**** Selected excerpt ****

A couple months ago, some public officials and corporate lobbyists began eagerly calling for states to reopen rapidly as the way to solve the COVID-19 problems of mass unemployment and struggling businesses.
But the choice to reopen before the virus had been controlled and minimized — and without adequate testing, contact tracing and protections for workers and consumers — has been a dismal failure.
COVID-19 cases are rising rapidly across the country and are out of control in some communities, especially in states that opened the quickest. Even places like Kentucky that have had more protections in place have seen dangerous increases in cases. As hospitals fill up in hotspots and deaths start to climb, states are beginning to pause or roll back decisions to reopen.
The truth is we were never going to successfully fight a pandemic through wishful thinking or by trading off public health and the economy. The economic pain was going to be deep regardless of government restrictions because fear of the virus is limiting consumer spending and business investment.
The best public health strategy to contain the disease was, from the beginning, also going to be the best economic strategy.
But because this principle wasn’t understood by many decision makers, we face a severe second spike in cases. The resulting economic and health challenges are now even worse. We can continue on this harmful trajectory, or we can go forward with policy choices that protect us through this crisis. An essential component is much more in federal aid to people, communities and businesses.

****

### Your tasks
1 – For each statement below, say whether it agrees with the commentary on reopening, answering yes or no and quoting the words of the commentary that decide it: (a) Kentucky has seen dangerous increases in cases despite having more protections in place; (b) the economic pain resulted only from government restrictions; (c) much more federal aid is named as an essential component of the way forward.
2 – Transcribe from the commentary on reopening the part that opens with the words containing "COVID-19 cases are" and closes with "and business investment.".
The data that come next are taken from an unrelated source.

**** Source material ****

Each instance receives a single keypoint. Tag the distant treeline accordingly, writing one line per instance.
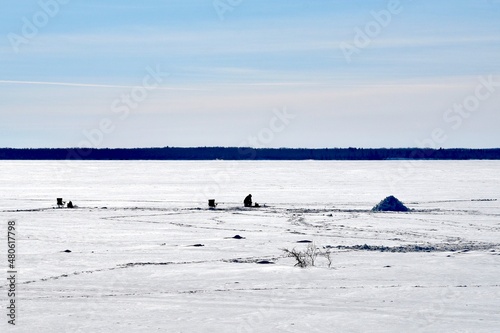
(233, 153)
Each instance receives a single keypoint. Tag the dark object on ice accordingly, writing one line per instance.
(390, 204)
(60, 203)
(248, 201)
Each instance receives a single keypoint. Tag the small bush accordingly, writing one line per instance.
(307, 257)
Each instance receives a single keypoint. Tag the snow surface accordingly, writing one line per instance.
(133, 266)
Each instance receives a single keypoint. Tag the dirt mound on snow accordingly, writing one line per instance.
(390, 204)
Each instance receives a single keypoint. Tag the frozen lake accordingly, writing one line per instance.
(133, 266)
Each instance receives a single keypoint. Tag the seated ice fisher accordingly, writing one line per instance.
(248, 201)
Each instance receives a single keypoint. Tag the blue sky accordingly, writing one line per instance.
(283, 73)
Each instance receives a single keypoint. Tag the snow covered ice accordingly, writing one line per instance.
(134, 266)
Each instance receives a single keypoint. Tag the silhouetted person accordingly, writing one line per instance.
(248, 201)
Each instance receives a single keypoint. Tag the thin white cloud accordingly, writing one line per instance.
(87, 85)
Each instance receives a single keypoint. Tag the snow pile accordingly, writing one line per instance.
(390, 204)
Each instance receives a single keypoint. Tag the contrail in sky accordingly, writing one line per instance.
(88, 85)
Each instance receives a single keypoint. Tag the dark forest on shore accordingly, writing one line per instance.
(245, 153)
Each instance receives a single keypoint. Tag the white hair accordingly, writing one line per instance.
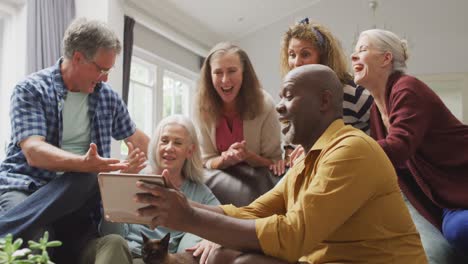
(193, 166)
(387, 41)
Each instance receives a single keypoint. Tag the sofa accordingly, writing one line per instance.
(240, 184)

****
**** Source material ****

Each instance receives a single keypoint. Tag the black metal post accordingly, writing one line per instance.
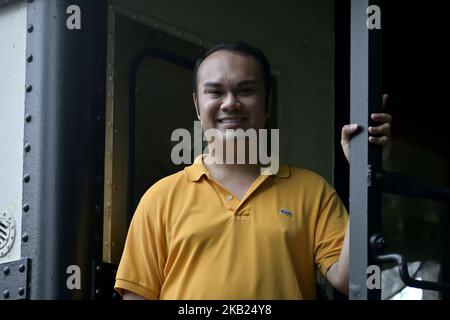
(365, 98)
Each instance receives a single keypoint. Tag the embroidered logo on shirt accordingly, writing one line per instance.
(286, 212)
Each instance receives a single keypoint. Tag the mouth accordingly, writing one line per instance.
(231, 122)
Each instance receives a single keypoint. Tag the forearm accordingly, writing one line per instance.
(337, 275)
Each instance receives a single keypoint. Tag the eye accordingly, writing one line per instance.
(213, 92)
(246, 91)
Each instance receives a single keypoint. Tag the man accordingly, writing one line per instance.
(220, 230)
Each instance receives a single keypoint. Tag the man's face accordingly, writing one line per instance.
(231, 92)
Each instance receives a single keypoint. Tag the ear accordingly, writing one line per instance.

****
**** Source material ****

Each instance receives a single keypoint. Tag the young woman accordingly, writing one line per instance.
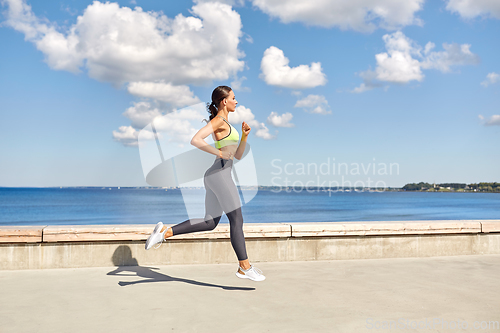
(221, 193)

****

### List of answers
1 –
(a) Yes: "Even places like Kentucky that have had more protections in place have seen dangerous increases in cases."
(b) No: "The economic pain was going to be deep regardless of government restrictions because fear of the virus is limiting consumer spending and business investment."
(c) Yes: "An essential component is much more in federal aid to people, communities and businesses."

2 –
COVID-19 cases are rising rapidly across the country and are out of control in some communities, especially in states that opened the quickest. Even places like Kentucky that have had more protections in place have seen dangerous increases in cases. As hospitals fill up in hotspots and deaths start to climb, states are beginning to pause or roll back decisions to reopen.
The truth is we were never going to successfully fight a pandemic through wishful thinking or by trading off public health and the economy. The economic pain was going to be deep regardless of government restrictions because fear of the virus is limiting consumer spending and business investment.